WRITTEN REQUEST:
Reproduce every line of the material below verbatim, with no changes.

═══ EXERCISE MATERIAL ═══

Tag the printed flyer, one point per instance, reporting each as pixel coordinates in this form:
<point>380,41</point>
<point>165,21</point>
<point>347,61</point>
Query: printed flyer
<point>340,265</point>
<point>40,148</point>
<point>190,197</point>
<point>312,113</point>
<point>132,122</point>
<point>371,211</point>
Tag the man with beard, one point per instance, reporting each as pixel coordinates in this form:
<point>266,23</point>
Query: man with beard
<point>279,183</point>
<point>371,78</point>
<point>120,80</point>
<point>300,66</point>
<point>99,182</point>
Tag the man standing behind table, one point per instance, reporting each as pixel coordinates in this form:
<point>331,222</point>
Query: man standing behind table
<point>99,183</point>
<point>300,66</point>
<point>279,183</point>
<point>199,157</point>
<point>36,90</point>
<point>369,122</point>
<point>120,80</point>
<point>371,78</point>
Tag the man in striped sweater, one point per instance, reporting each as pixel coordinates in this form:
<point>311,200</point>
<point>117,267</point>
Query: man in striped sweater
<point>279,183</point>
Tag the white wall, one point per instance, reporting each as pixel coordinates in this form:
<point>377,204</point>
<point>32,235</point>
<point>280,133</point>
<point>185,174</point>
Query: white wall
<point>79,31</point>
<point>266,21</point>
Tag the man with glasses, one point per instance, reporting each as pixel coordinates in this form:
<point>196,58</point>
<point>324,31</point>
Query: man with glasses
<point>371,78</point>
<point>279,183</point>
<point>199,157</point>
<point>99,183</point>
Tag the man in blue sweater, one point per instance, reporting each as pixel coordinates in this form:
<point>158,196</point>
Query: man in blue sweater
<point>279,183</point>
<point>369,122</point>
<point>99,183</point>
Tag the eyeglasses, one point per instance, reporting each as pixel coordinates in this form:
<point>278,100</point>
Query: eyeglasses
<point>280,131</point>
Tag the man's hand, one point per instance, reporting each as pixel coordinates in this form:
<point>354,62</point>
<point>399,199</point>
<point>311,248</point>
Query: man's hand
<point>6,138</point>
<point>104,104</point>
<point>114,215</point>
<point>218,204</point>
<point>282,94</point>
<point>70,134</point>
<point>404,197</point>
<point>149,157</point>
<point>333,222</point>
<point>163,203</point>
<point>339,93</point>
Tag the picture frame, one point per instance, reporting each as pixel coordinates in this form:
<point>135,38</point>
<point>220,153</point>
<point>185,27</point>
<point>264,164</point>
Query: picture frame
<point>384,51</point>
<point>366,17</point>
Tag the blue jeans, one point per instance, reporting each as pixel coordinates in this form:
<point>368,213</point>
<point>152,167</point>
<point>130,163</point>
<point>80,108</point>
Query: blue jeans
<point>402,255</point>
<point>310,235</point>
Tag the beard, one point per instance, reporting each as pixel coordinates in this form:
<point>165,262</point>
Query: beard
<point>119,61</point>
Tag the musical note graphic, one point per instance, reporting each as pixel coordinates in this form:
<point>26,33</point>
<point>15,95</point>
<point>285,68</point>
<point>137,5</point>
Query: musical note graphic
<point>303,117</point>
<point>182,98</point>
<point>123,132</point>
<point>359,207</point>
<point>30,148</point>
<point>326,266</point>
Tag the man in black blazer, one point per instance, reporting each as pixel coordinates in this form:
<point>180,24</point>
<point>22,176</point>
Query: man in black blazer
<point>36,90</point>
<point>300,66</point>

═══

TASK ANSWER:
Tag the printed flyer, one point per instance, reporting each as pixel coordinates in this form:
<point>380,41</point>
<point>165,21</point>
<point>347,61</point>
Query: printed flyer
<point>340,265</point>
<point>40,148</point>
<point>190,197</point>
<point>312,113</point>
<point>132,122</point>
<point>371,211</point>
Tag the man with beard, one point per instance, reporting each as pixel coordinates in this form:
<point>266,23</point>
Query: man with beard
<point>279,183</point>
<point>371,78</point>
<point>120,80</point>
<point>300,66</point>
<point>99,182</point>
Tag the man standing behind table, one point per instance, reporting each as pixel coordinates in this form:
<point>331,222</point>
Query: man standing behind table
<point>99,183</point>
<point>300,66</point>
<point>279,183</point>
<point>199,157</point>
<point>36,90</point>
<point>369,122</point>
<point>120,80</point>
<point>371,78</point>
Tag the man in striped sweater, one point per instance, reporting each as pixel coordinates in this form:
<point>311,200</point>
<point>117,267</point>
Query: man in striped sweater
<point>279,183</point>
Tag the white wall, one point per instance, reporting each as pixel coordinates in this form:
<point>377,204</point>
<point>32,235</point>
<point>280,133</point>
<point>185,174</point>
Query: white wall
<point>79,31</point>
<point>266,21</point>
Tag the man with glasses, one point per instance, reporting each as pixel coordinates in this form:
<point>196,58</point>
<point>324,31</point>
Query: man with glasses
<point>371,78</point>
<point>279,183</point>
<point>199,157</point>
<point>99,183</point>
Tag the man in blue sweater, one point per instance, reporting each as pixel coordinates in this form:
<point>158,196</point>
Query: man in blue sweater
<point>279,183</point>
<point>369,122</point>
<point>99,183</point>
Tag the eyeglasses, one point per instance, reporting each as pixel coordinates in this form:
<point>278,100</point>
Query: eyeglasses
<point>280,131</point>
Tag the man's hand, one point per instance, reporting each as pixel coordinates in this form:
<point>354,62</point>
<point>399,199</point>
<point>311,248</point>
Query: man's hand
<point>6,138</point>
<point>104,104</point>
<point>114,215</point>
<point>218,204</point>
<point>282,94</point>
<point>70,134</point>
<point>404,197</point>
<point>149,157</point>
<point>333,222</point>
<point>163,203</point>
<point>339,93</point>
Tag the picture frame, one point per instance, reporting each as pixel coordinates in this form:
<point>135,38</point>
<point>220,153</point>
<point>185,27</point>
<point>264,164</point>
Query: picture frame
<point>384,51</point>
<point>366,17</point>
Tag the blue jeans, one point per instance, reporting each as pixel coordinates in this form:
<point>368,213</point>
<point>152,167</point>
<point>130,163</point>
<point>80,108</point>
Query: blue jeans
<point>402,255</point>
<point>310,235</point>
Tag the beard, one point per instance, reporting each as pixel coordinates in this form:
<point>165,262</point>
Query: beard
<point>119,61</point>
Tag the musical note graphic, one point per instance, reporting each as pixel coordinates in this form:
<point>26,33</point>
<point>15,95</point>
<point>285,68</point>
<point>137,5</point>
Query: musical note graphic
<point>303,117</point>
<point>182,98</point>
<point>123,132</point>
<point>359,207</point>
<point>30,148</point>
<point>326,266</point>
Tag the man in black blazer, one point per instance, reporting each as pixel coordinates in this form:
<point>180,24</point>
<point>22,176</point>
Query: man in black blazer
<point>36,90</point>
<point>300,66</point>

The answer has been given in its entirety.